::: TEXTE À LIRE :::

La CGER, l’autre vieille dame

Laurence Van Ruymbeke
Laurence Van Ruymbeke Journaliste au Vif

La CGER ? C’était la Belgique en plus petit. Tous les événements qui ont marqué son histoire ont eu des répercussions sur cette caisse d’épargne qui aura vécu près de 130 ans : les crispations communautaires, la guerre scolaire, la colonisation… L’ouvrage De la CGER à Fortis retrace les 60 dernières années de sa vie. Interview de l’un de ses auteurs, Kristof Lowyck.

Le Vif/L’Express : La CGER, créée en 1865, est d’entrée de jeu une institution atypique. Pourquoi ?

::: INFORMATIONS EXTRAITES :::

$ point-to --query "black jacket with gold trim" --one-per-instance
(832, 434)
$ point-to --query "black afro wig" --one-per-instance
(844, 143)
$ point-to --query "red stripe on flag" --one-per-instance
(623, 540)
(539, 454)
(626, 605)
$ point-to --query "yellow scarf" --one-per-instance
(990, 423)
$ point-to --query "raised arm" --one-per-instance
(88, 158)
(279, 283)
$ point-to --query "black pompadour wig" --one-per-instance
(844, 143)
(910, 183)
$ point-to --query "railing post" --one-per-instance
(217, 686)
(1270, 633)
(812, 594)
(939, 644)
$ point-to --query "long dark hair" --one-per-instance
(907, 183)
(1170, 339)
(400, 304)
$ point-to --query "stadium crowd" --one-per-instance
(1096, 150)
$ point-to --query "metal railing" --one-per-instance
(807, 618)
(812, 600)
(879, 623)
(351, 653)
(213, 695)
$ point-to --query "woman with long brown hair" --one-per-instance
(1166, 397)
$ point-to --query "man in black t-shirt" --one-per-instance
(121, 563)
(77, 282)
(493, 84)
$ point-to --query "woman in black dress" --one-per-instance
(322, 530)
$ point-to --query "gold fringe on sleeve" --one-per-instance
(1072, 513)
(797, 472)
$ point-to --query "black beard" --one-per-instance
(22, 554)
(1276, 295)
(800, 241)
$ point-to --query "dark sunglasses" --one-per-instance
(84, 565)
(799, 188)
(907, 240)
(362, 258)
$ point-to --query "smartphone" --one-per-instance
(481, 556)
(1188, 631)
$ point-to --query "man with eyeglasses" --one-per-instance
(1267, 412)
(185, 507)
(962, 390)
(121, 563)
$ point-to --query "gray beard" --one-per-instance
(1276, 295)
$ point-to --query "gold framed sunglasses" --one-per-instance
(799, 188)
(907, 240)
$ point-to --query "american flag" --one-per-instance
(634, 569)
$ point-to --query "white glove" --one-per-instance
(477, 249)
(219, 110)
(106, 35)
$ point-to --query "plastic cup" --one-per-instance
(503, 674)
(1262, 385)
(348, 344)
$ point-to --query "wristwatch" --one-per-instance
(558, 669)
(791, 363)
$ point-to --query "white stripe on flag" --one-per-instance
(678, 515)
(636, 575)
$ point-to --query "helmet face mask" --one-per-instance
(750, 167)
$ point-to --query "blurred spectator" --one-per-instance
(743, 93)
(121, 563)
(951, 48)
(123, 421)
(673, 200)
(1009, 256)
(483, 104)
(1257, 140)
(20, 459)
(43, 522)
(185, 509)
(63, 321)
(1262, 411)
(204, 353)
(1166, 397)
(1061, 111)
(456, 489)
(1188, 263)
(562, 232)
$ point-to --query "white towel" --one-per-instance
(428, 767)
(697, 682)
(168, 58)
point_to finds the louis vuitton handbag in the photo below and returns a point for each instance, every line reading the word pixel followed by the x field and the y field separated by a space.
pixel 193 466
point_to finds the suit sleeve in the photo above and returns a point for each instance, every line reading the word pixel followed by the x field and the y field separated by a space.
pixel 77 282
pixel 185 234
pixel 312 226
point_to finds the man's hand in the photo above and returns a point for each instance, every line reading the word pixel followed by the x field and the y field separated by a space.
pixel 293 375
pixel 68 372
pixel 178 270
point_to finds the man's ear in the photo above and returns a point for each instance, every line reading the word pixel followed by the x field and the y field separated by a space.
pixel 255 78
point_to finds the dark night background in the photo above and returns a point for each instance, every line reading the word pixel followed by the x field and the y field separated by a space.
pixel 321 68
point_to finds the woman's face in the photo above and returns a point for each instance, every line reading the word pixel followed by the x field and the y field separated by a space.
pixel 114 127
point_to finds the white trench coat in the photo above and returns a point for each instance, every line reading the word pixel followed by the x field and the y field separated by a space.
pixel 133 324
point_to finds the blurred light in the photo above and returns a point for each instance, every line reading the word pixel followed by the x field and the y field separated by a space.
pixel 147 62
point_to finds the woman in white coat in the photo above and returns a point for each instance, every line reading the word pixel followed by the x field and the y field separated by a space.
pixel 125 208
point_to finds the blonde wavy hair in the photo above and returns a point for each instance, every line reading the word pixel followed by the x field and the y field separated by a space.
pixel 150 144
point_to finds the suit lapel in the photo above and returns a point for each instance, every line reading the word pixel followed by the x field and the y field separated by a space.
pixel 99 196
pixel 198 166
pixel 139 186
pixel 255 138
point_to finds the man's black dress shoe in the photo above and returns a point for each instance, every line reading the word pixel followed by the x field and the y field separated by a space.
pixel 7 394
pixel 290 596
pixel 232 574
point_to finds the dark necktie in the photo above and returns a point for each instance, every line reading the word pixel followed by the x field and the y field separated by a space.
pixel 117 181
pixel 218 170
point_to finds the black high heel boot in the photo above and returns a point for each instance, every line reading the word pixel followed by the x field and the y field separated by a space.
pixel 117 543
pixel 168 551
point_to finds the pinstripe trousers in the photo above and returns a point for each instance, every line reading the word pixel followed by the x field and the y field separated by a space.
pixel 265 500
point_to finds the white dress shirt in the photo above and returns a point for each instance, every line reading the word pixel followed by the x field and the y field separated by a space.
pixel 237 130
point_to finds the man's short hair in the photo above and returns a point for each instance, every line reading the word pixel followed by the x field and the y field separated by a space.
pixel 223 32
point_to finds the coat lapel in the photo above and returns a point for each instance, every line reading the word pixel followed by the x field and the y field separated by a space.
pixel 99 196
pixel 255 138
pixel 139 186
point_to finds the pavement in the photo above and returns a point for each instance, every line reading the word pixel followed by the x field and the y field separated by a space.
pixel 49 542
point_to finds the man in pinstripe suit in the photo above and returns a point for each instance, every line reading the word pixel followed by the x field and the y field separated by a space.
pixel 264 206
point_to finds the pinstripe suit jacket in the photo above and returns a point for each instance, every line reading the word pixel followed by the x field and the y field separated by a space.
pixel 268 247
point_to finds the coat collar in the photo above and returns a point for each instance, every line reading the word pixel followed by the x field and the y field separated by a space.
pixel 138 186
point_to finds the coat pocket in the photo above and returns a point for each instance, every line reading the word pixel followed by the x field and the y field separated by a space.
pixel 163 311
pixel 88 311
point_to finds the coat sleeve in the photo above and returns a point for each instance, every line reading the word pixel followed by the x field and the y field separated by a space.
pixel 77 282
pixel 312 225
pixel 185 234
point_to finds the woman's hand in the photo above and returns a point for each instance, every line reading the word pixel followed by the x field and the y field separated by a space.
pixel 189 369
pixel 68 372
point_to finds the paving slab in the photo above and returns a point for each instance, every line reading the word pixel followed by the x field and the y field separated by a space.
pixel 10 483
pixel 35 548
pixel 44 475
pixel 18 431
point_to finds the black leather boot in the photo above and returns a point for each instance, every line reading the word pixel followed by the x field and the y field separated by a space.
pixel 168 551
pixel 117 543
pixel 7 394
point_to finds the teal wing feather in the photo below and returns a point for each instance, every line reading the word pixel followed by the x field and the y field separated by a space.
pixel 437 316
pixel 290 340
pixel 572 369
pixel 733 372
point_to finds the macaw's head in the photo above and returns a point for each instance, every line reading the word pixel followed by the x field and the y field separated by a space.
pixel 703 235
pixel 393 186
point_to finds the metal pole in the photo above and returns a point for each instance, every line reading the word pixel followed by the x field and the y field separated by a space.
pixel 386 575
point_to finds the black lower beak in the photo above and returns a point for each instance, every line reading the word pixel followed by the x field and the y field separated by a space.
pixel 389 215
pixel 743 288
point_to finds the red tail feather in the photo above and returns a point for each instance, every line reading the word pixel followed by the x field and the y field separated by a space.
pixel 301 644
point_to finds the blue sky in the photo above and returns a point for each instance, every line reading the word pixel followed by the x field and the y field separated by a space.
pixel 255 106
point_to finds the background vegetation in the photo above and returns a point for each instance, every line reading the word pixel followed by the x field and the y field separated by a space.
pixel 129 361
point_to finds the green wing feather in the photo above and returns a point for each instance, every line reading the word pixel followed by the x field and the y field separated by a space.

:::

> **TÂCHES À RÉALISER**
A. Recopiez le passage de l’article sur la CGER compris entre « La CGER, l’autre » et « atypique. Pourquoi ? », bornes incluses.
B. Indiquez, s’il vous plaît, si chaque affirmation concorde avec l’article sur la CGER, par oui ou non, en citant les mots décisifs du texte : (i) la CGER a été créée en 1865 ; (ii) l’ouvrage De la CGER à Fortis retrace les cent dernières années de la caisse d’épargne ; (iii) Kristof Lowyck est l’unique auteur de cet ouvrage.

> **RÉSULTATS DES TÂCHES**
A.
La CGER, l’autre vieille dame

Laurence Van Ruymbeke
Laurence Van Ruymbeke Journaliste au Vif

La CGER ? C’était la Belgique en plus petit. Tous les événements qui ont marqué son histoire ont eu des répercussions sur cette caisse d’épargne qui aura vécu près de 130 ans : les crispations communautaires, la guerre scolaire, la colonisation… L’ouvrage De la CGER à Fortis retrace les 60 dernières années de sa vie. Interview de l’un de ses auteurs, Kristof Lowyck.

Le Vif/L’Express : La CGER, créée en 1865, est d’entrée de jeu une institution atypique. Pourquoi ?

B.
(i) Oui : « La CGER, créée en 1865 ».
(ii) Non : « retrace les 60 dernières années de sa vie ».
(iii) Non : « Interview de l’un de ses auteurs, Kristof Lowyck ».